* Selected text *
↓

The City Council Monday changed its plan to rename East Market Street "Via Tommy Tedesco" after business owners on the street complained of the expense and inconvenience of having to make the address change on all of their paperwork and notify all of the people they do business with.
Instead, the Council came up with an alternative plan, which was supported by most of those who spoke, to memorialize the Niagara Falls native who made it big in the recording industry by naming the main entrance to the City Market for him. The Council will look into the new plan and reintroduce it in a couple of weeks, Council Chairman Anthony F. Quaranto said.
Anthony J. Rendina, acting director of the Pine Avenue Business Association, and Victor Muto, part-owner of New York Fish Market, spoke in favor of finding another way to honor Tedesco's memory. Muto said he was speaking for the other four businesses on East Market Street.

↑

* Dataset records *
↓

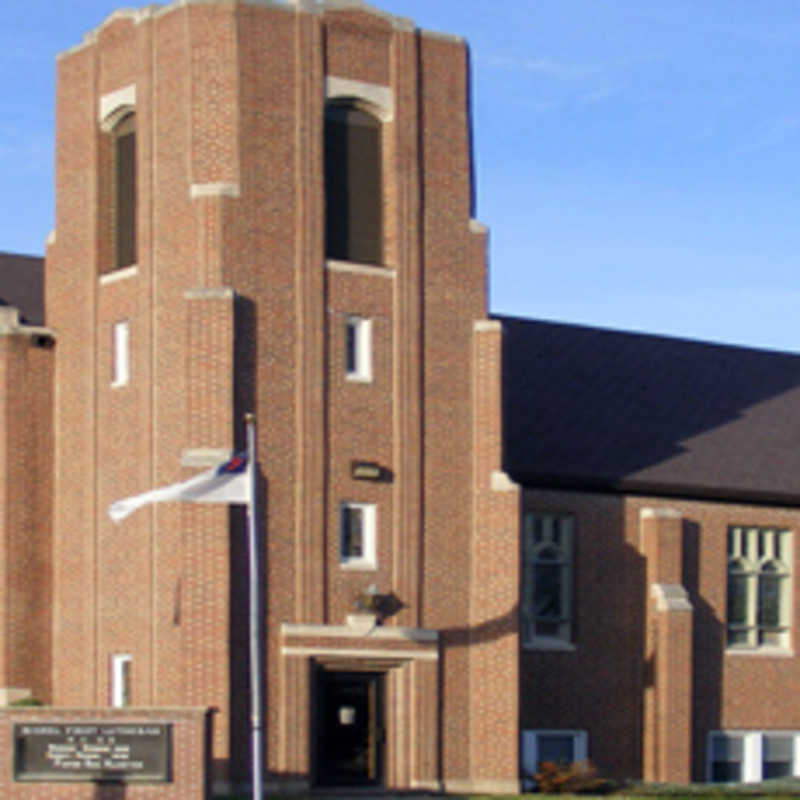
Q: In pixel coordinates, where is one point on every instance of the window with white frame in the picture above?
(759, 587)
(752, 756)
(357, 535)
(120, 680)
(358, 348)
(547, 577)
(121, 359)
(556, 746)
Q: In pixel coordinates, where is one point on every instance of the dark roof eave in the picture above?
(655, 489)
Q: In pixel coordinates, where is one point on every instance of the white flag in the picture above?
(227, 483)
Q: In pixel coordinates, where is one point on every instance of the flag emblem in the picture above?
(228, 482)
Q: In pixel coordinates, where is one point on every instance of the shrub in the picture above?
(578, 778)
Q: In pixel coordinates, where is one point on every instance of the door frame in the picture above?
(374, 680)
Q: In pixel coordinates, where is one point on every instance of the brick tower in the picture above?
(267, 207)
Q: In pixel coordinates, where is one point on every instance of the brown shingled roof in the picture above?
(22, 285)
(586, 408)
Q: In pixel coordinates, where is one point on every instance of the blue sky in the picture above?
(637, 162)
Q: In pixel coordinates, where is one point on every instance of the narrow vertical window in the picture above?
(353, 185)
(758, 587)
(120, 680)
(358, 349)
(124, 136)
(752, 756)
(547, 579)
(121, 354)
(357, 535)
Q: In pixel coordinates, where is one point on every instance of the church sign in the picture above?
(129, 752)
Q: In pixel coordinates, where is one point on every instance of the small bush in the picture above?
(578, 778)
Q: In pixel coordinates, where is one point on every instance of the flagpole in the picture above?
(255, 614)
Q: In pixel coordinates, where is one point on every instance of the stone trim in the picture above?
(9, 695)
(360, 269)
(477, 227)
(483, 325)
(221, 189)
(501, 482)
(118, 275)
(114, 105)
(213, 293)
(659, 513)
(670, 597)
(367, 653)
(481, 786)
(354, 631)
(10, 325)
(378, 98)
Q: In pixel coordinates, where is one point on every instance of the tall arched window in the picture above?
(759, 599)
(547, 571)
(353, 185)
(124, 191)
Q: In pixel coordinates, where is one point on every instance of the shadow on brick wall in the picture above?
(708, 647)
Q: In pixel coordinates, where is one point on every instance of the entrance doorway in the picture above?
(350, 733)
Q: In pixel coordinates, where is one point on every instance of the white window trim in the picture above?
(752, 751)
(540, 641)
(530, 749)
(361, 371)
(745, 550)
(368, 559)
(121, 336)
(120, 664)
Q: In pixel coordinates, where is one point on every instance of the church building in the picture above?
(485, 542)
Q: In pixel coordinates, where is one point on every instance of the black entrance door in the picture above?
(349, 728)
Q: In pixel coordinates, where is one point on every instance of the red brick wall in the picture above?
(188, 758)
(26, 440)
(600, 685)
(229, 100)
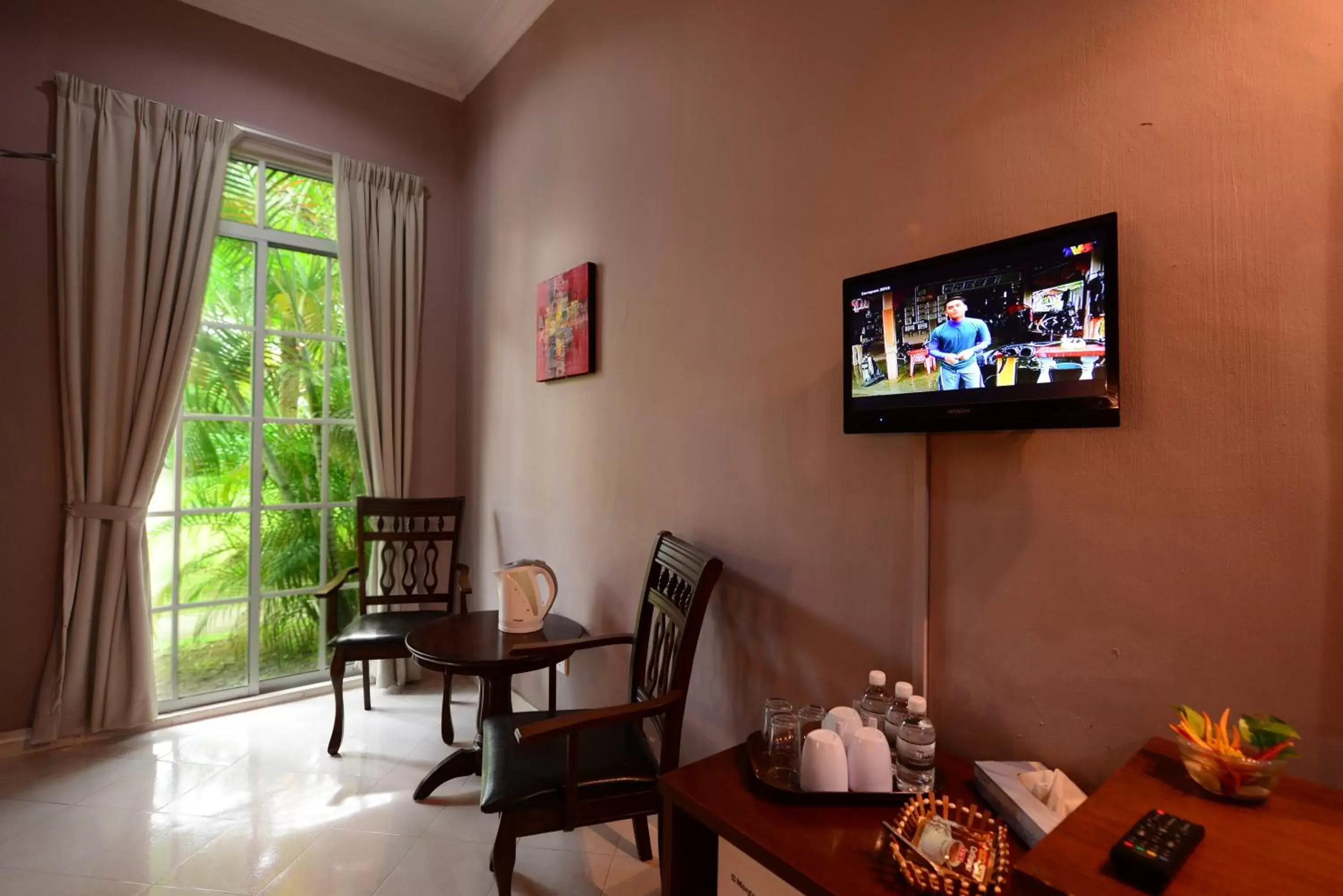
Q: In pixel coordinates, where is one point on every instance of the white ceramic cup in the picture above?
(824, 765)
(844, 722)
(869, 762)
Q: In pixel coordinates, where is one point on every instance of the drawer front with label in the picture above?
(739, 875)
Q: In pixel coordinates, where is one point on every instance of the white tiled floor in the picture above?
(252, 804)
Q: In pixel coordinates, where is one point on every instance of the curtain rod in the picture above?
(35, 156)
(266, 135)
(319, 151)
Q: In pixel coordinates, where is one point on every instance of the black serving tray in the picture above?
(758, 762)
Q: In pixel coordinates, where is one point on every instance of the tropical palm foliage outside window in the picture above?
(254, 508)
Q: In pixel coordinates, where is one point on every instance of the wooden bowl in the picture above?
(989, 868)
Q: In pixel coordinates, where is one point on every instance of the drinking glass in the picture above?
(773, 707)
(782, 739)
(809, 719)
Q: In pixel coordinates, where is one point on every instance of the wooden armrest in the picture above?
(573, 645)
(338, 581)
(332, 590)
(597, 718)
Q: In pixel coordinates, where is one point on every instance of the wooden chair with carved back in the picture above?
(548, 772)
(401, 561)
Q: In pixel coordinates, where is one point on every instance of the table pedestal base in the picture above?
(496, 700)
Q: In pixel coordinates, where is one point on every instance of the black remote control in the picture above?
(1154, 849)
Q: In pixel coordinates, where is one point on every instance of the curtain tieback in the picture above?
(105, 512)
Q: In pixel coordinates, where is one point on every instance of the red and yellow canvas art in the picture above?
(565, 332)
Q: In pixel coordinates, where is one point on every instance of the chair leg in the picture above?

↑

* Aim *
Quote the street-renaming article word for word, beginning at the words that contain "The City Council" and stopping after "do business with.". The lines above are not needed here.

* The solution *
The City Council Monday changed its plan to rename East Market Street "Via Tommy Tedesco" after business owners on the street complained of the expense and inconvenience of having to make the address change on all of their paperwork and notify all of the people they do business with.